Turn all of the records below into a numbered list, leaving out any blank lines.

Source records
+ + + +
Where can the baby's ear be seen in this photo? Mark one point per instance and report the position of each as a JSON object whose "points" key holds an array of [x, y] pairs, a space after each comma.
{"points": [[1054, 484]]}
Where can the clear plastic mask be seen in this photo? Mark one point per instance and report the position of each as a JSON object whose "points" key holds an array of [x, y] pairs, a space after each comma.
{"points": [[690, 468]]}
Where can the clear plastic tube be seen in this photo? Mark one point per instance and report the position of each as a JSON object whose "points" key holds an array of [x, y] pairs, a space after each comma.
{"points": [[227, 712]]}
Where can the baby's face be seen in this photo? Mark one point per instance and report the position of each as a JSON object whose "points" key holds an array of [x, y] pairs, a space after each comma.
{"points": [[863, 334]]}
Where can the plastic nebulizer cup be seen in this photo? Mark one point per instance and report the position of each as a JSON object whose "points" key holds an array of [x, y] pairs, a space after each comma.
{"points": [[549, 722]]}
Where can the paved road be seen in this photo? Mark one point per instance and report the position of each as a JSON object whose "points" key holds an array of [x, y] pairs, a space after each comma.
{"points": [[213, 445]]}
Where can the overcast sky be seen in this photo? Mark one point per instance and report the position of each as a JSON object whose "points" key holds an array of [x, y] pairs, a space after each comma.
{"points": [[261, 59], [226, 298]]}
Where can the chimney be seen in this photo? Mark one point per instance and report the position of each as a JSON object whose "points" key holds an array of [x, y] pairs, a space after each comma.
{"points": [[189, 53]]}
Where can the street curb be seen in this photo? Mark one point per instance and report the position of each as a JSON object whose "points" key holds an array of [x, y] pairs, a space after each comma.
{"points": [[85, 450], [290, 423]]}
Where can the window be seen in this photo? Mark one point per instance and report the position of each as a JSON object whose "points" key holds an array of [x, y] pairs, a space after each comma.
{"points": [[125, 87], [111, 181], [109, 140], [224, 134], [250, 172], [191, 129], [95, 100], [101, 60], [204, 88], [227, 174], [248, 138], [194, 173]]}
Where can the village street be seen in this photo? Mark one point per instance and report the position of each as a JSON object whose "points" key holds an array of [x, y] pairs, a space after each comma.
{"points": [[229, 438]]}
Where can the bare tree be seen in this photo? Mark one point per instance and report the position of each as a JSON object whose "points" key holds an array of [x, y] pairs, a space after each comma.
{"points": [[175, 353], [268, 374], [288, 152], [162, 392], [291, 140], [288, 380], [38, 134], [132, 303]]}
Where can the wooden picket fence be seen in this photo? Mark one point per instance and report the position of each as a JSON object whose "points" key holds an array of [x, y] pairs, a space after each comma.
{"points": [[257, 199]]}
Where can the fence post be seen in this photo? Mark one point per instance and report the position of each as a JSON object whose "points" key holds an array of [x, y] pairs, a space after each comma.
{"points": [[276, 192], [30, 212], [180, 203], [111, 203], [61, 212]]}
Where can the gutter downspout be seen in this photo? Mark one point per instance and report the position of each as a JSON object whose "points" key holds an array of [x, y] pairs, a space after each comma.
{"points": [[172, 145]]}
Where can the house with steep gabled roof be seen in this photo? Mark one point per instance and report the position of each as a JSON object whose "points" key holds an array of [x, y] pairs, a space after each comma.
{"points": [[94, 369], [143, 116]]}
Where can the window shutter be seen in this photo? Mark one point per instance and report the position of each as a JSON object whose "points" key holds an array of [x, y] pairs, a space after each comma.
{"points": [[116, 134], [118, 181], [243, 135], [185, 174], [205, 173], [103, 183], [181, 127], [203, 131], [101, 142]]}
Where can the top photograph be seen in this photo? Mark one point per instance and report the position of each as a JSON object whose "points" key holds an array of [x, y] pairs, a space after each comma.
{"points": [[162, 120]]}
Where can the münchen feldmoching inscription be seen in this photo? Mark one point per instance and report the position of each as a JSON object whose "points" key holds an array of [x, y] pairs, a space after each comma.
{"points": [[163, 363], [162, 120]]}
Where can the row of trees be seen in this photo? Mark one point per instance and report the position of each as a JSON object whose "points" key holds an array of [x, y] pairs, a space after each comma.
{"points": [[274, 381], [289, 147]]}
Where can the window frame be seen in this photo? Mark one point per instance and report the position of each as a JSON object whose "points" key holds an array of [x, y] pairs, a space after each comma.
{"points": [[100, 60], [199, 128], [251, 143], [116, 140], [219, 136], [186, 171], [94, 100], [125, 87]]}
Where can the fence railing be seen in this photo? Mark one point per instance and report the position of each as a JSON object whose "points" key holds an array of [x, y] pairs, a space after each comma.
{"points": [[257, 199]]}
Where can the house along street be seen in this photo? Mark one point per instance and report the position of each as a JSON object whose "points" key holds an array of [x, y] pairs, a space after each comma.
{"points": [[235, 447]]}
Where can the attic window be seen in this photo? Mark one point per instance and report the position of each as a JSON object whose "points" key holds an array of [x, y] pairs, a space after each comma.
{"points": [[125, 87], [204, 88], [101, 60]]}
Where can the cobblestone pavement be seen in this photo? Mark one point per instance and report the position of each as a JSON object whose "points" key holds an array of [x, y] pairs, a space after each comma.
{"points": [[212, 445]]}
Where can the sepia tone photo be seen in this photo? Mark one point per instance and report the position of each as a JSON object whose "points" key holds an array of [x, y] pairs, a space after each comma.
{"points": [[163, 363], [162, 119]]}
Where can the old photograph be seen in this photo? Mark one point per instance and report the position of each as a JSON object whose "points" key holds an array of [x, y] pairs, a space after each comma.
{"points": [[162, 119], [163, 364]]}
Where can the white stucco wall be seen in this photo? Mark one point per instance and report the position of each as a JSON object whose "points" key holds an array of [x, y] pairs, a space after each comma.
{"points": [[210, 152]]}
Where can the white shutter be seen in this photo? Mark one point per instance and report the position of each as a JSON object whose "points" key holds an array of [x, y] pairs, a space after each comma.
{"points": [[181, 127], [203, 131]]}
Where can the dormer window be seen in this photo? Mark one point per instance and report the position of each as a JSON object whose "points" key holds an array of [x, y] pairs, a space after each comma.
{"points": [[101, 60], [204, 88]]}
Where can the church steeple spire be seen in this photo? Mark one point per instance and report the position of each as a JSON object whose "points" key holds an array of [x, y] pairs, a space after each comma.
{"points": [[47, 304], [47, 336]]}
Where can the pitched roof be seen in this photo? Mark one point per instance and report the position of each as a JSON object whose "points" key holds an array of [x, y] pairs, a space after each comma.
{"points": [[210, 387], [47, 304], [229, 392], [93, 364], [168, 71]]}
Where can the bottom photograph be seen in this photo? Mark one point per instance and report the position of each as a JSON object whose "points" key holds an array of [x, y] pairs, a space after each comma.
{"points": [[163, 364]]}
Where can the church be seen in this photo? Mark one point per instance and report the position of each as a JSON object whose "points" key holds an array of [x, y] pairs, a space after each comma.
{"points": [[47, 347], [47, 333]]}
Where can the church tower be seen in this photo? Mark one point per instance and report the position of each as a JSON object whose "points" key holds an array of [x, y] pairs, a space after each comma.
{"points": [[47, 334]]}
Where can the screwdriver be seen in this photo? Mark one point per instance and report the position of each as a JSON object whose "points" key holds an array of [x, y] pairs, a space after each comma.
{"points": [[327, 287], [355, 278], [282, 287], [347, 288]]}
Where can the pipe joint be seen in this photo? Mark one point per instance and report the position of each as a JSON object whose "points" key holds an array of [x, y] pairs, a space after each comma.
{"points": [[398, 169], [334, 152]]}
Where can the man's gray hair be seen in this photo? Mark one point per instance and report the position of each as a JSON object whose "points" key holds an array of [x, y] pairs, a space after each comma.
+ + + +
WRITTEN REPLY
1. Where can the baby's ear be seen in this photo? Mark one point per instance and report the position of each as a JSON object whose "points" key holds an array of [x, y] pairs, a space after each comma.
2. {"points": [[1054, 484]]}
3. Where can the clear plastic mask be seen in this photo? Mark one point per instance and report the position of each as a JSON object whose "points" key holds an array of [x, y] pairs, a space after each comma.
4. {"points": [[690, 468]]}
5. Where can the clear plastic tube be seen in this photo? Mark one point per instance and report the position of each as a JSON object whose "points" key holds an array of [x, y] pairs, a space after each comma.
6. {"points": [[227, 712]]}
7. Where can the baby's face be seen in this photo? Mark one point per instance and report the position of each as a JSON object whose "points" key holds an array of [x, y] pairs, a space after each comma.
8. {"points": [[863, 334]]}
9. Where can the plastic nebulizer cup be seen in this photo? Mark one point per instance and report the position of each as a JSON object whose "points" key holds an array of [x, y] pairs, a space after each comma.
10. {"points": [[549, 722]]}
11. Where can the paved road be seen in this photo? Mark one point per instance and report the position of each as a JSON object whose "points" key holds an array of [x, y] pairs, a space after each comma.
12. {"points": [[213, 445]]}
13. Where can the overcast sky be seen in this photo? Mark one point per instance and report the position of each as a JSON object whose "points" key holds an array of [x, y] pairs, a space after each comma.
14. {"points": [[261, 59], [226, 298]]}
15. Where can the chimney be seen in this photo? Mark one point per instance and report the position of each as a JSON object whose "points" key holds an array of [x, y] pairs, a space after each comma.
16. {"points": [[189, 53]]}
17. Where can the street curb be seen in this photo? Mark one point per instance and report the position of each as a JSON object whose "points" key holds an array of [x, y] pairs, a space after each comma.
18. {"points": [[85, 450], [290, 423]]}
19. Where can the window be seen in this photo? Mark one point per instance and report the position of each as a JSON object whose "points" key holds an array of [x, y] pairs, a space after each comma.
20. {"points": [[125, 87], [111, 181], [109, 140], [224, 134], [250, 172], [191, 129], [95, 100], [101, 60], [204, 88], [227, 174], [248, 138], [194, 173]]}
21. Where can the village street be seen in this photo? Mark one point per instance and report the position of each as a JSON object whose "points" key holds an array of [x, y] pairs, a space after each comma.
22. {"points": [[229, 438]]}
23. Where can the bare tree be seen in this photo? Mark one point per instance and report the position of each as a JSON object whose "points" key holds an array of [x, y] pairs, a space after each comma.
24. {"points": [[175, 353], [268, 374], [288, 152], [162, 392], [291, 140], [288, 380], [38, 134], [132, 303]]}
25. Where can the wooden picket fence be seen in this photo? Mark one point per instance and report the position of each as a JSON object whose "points" key holds an array of [x, y] pairs, a space after each comma.
26. {"points": [[257, 199]]}
27. Where can the fence post be seen in this photo? Mark one point per instance and report the position of each as a JSON object whose "points" key holds an array of [x, y] pairs, a space after each comma.
28. {"points": [[276, 192], [30, 212], [180, 203], [111, 203], [61, 212]]}
29. Where can the gutter downspout be seen in this photo? Mark one point per instance and report the position of each as a JSON object whose "points" key holds an array of [x, y] pairs, a space after each comma.
30. {"points": [[172, 145]]}
31. Where can the house with steep gabled roof be seen in this photo? Mark one point per instance and report the position of each as a JSON object whose "points" key holds an array of [x, y] pairs, a space after each comma.
32. {"points": [[94, 369], [143, 116]]}
33. Where can the window shutter be seen in this photo? Mark one point per instance and report the position of each as a JSON object whose "points" key holds an array of [x, y] pairs, a space after each comma.
34. {"points": [[116, 134], [118, 181], [243, 135], [185, 174], [205, 173], [103, 183], [181, 127], [203, 131], [101, 142]]}
35. Where can the top photograph be seen in this photo? Mark one point per instance and report the position of each as a JSON object whose "points" key holds an array of [x, y] pairs, a space after each comma.
36. {"points": [[162, 120]]}
37. Where can the münchen feldmoching inscription be seen in this photo? Mark one point per instance and report the position of each as a JSON object whose "points" key holds an array of [x, y] pairs, a space after each comma.
38. {"points": [[163, 363], [162, 120]]}
39. Where can the row of trees be seen in this photo? Mark one point per instance and report the position of each as a JSON object whose "points" key holds an array of [x, y] pairs, a space after each comma.
40. {"points": [[274, 381], [289, 147]]}
41. Where can the window frame be seen in this photo? Mark one point per instance and report the position of each as a JSON object whose "points" key holds an array of [x, y] pairs, a space after each comma.
42. {"points": [[100, 60], [199, 128], [251, 143], [116, 140], [219, 136], [186, 171], [94, 100], [125, 87]]}
43. Where can the fence railing be seen in this photo? Mark one point per instance and report the position of each as a JSON object whose "points" key holds an array of [x, y] pairs, a space after each comma.
44. {"points": [[257, 199]]}
45. Where can the house along street be seen in this photo? Mark one point per instance and report the position of each as a JSON object whose "points" key holds an array of [x, y] pairs, a space after each comma.
46. {"points": [[235, 447]]}
47. Where can the attic window be seen in this photo? Mark one point per instance and report the position of each as a JSON object whose "points" key holds an array of [x, y] pairs, a space after each comma.
48. {"points": [[125, 87], [204, 88], [101, 60]]}
49. Where can the cobblestone pavement be seen in this photo? Mark one point per instance and report the position of each as a JSON object whose "points" key holds an array of [x, y] pairs, a space after each comma.
50. {"points": [[212, 445]]}
51. Where can the sepia tone photo be seen in this photo? Mark one point per instance and report the position of each as a JSON object whose "points" key holds an array of [x, y] pairs, a space after each comma.
52. {"points": [[163, 363], [162, 119]]}
53. Where can the old photograph be seen in this photo? Mark one point per instance and report the position of each as a JSON object whose "points" key holds an array of [x, y] pairs, a space after each comma.
54. {"points": [[162, 119], [163, 364]]}
55. Where can the white stucco wall be seen in this photo? Mark one point per instance and report the position of each as a JSON object whose "points" key holds an array of [x, y] pairs, a space after each comma.
56. {"points": [[210, 152]]}
57. Where can the white shutter be seen in this photo? Mark one point per instance and report the position of each as a JSON object whose "points" key holds an array of [x, y] pairs, a space after each comma.
58. {"points": [[181, 127], [203, 131]]}
59. Where can the dormer window be seen in this photo? Mark one point per instance and report the position of each as a JSON object whose "points" key holds an array of [x, y] pairs, a space after each comma.
60. {"points": [[101, 60], [204, 88]]}
61. Where can the church steeple spire be seen in this photo? Mark one point per instance and report the position of each as a JSON object whose "points" key holds an array of [x, y] pairs, a space after each comma.
62. {"points": [[47, 304], [47, 336]]}
63. Where can the pitched roof be seen in this photo? Mark one point per instance and report the position of each as a JSON object whose "points" key holds an array of [x, y] pairs, a space after each comma.
64. {"points": [[210, 387], [47, 304], [229, 392], [93, 364], [168, 71]]}
65. Where can the bottom photograph be seen in this photo? Mark one point per instance and report the position of each as a JSON object whose "points" key holds an array of [x, y] pairs, a space after each comma.
66. {"points": [[163, 364]]}
67. Where can the church be seen in this photo? Mark one point per instance and report the position of each as a JSON object whose "points" key holds an array of [x, y] pairs, a space after each comma.
68. {"points": [[47, 347], [47, 333]]}
69. Where can the church tower be seen in this photo? Mark one point per instance and report the position of each as a JSON object whose "points" key holds an array of [x, y] pairs, a space after each comma.
70. {"points": [[47, 334]]}
71. Where can the screwdriver be seen in this photo? Mark one point per instance and report the position of each as a JSON object whose "points" key holds an array of [x, y] pairs, a space after each comma.
72. {"points": [[327, 287], [355, 278], [282, 287], [347, 288]]}
73. Where can the pipe joint be seen in this photo? Mark one point per instance and report the position of each as a JSON object whose "points" key holds an array of [x, y] pairs, a space after each comma.
74. {"points": [[398, 169], [334, 152]]}
75. Where can the man's gray hair be seen in this photo? Mark one point per instance and report the position of each as a JSON object whose "points" key holds an array of [x, y] pairs, a space after each comma.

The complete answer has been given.